◆ Exercise brief
Pull out every line of the material below that contains the string "blue", and copy each one in full.

◆ Data excerpts
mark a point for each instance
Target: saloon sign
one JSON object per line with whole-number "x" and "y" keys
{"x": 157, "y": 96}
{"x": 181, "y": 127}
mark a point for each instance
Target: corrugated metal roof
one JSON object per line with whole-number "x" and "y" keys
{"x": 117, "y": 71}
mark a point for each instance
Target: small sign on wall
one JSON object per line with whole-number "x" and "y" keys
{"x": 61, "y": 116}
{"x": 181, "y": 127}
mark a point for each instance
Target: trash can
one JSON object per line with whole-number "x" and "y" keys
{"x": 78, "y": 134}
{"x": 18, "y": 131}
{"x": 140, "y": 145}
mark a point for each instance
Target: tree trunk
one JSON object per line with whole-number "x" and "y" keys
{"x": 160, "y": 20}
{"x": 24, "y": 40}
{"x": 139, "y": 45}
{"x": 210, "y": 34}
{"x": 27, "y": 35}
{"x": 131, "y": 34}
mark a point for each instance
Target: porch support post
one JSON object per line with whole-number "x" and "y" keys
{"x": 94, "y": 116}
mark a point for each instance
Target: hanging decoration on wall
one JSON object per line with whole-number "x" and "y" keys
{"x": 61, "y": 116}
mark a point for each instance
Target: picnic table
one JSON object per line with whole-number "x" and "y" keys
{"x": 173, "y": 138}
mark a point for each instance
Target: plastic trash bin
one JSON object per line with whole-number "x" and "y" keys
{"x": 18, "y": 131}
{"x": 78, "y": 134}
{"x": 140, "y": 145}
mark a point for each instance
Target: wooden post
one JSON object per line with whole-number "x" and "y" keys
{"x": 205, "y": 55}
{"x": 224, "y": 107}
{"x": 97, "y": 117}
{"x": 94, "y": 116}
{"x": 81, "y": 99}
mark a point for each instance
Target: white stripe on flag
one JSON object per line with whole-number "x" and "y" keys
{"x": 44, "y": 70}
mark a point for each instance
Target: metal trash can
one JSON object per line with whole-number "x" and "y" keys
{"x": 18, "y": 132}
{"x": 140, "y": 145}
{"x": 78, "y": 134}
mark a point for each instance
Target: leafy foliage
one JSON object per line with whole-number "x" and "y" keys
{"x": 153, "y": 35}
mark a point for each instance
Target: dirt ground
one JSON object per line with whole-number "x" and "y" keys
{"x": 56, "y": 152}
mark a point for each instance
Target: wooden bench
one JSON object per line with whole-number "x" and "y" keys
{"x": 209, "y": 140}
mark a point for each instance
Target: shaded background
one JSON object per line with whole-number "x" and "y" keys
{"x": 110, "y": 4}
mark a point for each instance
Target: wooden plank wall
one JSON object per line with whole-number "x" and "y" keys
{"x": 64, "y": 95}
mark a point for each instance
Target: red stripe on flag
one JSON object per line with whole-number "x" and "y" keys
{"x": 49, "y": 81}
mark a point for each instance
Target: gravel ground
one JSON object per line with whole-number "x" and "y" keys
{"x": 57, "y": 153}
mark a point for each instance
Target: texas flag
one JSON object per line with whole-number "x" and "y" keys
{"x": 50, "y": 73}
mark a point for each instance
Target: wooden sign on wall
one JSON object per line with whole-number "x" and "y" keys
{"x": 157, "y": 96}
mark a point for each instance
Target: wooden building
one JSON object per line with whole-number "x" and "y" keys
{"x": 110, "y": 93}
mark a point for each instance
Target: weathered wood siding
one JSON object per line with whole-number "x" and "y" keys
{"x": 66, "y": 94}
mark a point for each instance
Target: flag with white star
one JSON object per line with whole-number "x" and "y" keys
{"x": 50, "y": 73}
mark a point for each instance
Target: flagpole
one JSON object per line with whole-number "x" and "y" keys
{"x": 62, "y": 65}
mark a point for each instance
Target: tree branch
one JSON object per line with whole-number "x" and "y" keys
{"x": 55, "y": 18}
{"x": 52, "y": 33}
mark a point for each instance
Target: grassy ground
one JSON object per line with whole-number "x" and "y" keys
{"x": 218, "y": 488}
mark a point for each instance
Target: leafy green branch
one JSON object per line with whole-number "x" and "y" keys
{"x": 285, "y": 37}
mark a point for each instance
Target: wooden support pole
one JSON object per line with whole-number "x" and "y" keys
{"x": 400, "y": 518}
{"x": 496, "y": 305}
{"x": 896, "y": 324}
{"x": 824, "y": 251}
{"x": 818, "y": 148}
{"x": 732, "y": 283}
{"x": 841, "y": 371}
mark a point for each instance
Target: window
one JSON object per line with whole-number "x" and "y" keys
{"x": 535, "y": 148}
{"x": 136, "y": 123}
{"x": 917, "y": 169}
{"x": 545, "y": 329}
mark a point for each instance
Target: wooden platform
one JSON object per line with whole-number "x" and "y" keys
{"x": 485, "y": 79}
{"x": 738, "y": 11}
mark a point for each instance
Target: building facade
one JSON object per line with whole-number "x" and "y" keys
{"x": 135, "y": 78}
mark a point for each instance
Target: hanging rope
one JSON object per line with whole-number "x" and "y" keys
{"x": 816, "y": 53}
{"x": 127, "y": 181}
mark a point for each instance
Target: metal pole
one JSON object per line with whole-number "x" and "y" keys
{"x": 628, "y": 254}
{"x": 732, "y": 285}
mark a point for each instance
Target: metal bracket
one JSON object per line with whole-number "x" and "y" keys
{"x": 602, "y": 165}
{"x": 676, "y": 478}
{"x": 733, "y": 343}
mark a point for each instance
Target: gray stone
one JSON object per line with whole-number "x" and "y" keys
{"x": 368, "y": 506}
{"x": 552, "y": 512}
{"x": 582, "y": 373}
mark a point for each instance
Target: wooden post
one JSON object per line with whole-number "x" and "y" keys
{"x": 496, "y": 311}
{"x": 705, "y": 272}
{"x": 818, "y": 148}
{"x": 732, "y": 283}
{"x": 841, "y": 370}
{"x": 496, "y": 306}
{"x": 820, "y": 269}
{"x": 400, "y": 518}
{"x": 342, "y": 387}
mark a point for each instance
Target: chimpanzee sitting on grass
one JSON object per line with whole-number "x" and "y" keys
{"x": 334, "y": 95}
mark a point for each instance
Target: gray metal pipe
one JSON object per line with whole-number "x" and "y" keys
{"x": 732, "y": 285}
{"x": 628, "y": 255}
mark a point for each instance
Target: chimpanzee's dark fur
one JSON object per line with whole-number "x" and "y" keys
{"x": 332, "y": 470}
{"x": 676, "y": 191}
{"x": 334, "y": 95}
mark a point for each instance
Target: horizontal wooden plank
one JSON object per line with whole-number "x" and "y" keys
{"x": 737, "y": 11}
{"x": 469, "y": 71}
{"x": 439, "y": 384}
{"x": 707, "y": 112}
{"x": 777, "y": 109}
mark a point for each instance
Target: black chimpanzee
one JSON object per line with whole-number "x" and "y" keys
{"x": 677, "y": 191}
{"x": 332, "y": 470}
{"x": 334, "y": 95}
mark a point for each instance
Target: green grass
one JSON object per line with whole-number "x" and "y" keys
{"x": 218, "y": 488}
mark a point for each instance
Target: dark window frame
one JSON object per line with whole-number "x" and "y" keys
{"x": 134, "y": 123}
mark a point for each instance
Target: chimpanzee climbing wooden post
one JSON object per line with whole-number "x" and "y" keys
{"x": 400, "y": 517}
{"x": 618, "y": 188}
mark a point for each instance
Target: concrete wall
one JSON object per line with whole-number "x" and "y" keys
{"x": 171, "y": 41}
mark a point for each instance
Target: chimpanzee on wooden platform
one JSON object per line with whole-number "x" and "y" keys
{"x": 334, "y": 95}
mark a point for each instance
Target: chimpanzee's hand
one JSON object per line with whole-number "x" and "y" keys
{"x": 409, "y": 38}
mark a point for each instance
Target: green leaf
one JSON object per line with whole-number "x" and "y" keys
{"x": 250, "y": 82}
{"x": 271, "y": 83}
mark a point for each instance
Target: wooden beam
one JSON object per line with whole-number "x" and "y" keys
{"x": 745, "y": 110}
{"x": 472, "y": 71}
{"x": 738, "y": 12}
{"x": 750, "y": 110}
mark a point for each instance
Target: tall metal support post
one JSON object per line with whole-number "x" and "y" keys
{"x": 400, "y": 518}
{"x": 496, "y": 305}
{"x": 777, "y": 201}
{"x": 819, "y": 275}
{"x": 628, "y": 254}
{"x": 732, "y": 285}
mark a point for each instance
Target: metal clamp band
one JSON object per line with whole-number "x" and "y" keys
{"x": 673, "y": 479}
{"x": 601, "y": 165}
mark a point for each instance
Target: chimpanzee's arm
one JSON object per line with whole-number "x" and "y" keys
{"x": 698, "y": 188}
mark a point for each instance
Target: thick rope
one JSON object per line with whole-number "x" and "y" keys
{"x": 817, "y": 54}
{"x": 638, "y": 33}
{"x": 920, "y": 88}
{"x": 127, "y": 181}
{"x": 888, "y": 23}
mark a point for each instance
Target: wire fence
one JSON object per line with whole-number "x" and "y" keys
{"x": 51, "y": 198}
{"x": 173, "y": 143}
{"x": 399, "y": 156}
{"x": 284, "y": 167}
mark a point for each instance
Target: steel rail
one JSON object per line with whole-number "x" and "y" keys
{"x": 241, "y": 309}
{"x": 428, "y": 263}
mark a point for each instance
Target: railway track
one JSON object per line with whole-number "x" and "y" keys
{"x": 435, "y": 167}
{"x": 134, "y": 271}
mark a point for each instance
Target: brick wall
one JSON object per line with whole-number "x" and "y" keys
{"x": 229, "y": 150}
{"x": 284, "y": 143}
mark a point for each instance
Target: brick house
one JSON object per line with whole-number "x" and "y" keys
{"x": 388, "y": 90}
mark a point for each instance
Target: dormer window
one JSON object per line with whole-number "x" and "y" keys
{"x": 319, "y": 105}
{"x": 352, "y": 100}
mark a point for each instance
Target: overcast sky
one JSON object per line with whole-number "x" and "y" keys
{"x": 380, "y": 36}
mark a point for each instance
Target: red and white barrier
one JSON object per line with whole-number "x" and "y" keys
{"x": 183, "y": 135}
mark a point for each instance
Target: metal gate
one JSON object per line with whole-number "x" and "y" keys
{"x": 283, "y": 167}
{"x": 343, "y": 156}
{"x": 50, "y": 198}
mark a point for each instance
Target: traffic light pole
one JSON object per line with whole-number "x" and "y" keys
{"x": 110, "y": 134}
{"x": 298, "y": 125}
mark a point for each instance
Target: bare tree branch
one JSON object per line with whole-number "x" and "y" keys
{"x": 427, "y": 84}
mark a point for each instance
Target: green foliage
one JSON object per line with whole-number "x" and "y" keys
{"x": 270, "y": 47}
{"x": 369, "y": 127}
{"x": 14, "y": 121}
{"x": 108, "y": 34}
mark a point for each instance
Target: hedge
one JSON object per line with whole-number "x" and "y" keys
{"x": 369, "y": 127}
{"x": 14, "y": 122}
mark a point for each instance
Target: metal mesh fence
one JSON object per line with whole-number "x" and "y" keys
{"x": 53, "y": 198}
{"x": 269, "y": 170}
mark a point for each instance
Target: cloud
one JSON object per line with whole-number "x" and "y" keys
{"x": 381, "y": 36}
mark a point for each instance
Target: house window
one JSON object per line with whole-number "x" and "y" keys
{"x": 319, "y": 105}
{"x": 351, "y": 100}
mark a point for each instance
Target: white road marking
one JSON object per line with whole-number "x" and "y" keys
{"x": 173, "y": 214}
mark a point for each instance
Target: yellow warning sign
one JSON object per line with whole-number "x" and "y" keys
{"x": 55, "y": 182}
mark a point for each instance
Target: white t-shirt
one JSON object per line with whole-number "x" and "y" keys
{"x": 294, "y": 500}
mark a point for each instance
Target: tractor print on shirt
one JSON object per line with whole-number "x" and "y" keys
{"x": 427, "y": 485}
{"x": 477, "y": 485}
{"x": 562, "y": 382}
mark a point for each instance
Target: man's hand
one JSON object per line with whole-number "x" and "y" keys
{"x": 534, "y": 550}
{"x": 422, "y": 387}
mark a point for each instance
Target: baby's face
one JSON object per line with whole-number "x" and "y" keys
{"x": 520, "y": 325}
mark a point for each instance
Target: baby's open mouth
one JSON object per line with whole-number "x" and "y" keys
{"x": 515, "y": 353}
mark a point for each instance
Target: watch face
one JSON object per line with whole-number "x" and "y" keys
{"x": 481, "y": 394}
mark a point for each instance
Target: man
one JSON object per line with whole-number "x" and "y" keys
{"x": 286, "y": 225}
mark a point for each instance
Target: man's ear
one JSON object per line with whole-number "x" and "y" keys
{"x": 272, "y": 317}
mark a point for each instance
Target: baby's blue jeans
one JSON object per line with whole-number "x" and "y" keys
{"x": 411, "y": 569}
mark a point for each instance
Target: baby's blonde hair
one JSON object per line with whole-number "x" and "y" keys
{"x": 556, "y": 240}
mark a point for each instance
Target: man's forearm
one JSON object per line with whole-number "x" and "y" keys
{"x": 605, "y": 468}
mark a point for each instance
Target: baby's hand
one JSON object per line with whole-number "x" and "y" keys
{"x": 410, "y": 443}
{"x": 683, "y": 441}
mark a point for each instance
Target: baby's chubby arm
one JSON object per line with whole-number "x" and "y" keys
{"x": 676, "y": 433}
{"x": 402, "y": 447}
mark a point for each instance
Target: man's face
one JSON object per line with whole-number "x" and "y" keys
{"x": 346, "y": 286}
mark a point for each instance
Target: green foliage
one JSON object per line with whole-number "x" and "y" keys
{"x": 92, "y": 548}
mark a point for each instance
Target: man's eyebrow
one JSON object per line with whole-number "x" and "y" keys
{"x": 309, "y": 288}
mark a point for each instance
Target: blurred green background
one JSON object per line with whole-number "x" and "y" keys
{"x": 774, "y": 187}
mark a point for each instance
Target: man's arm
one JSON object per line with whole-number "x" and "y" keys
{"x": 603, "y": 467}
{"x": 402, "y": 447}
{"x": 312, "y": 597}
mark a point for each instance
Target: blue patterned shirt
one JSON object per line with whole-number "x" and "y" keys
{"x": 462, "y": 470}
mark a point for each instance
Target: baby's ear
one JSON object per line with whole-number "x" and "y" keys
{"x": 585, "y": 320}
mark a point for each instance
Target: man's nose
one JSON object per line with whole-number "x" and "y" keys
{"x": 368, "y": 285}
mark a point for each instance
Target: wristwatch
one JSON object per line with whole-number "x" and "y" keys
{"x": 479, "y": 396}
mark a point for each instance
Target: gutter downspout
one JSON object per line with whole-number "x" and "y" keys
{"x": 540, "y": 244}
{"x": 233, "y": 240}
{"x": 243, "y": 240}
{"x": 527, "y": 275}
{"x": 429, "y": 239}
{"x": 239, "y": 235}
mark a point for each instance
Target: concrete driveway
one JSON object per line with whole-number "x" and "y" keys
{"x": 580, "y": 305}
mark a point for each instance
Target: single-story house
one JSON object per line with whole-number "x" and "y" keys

◆ Task response
Target: baby's blue jeans
Target: blue patterned shirt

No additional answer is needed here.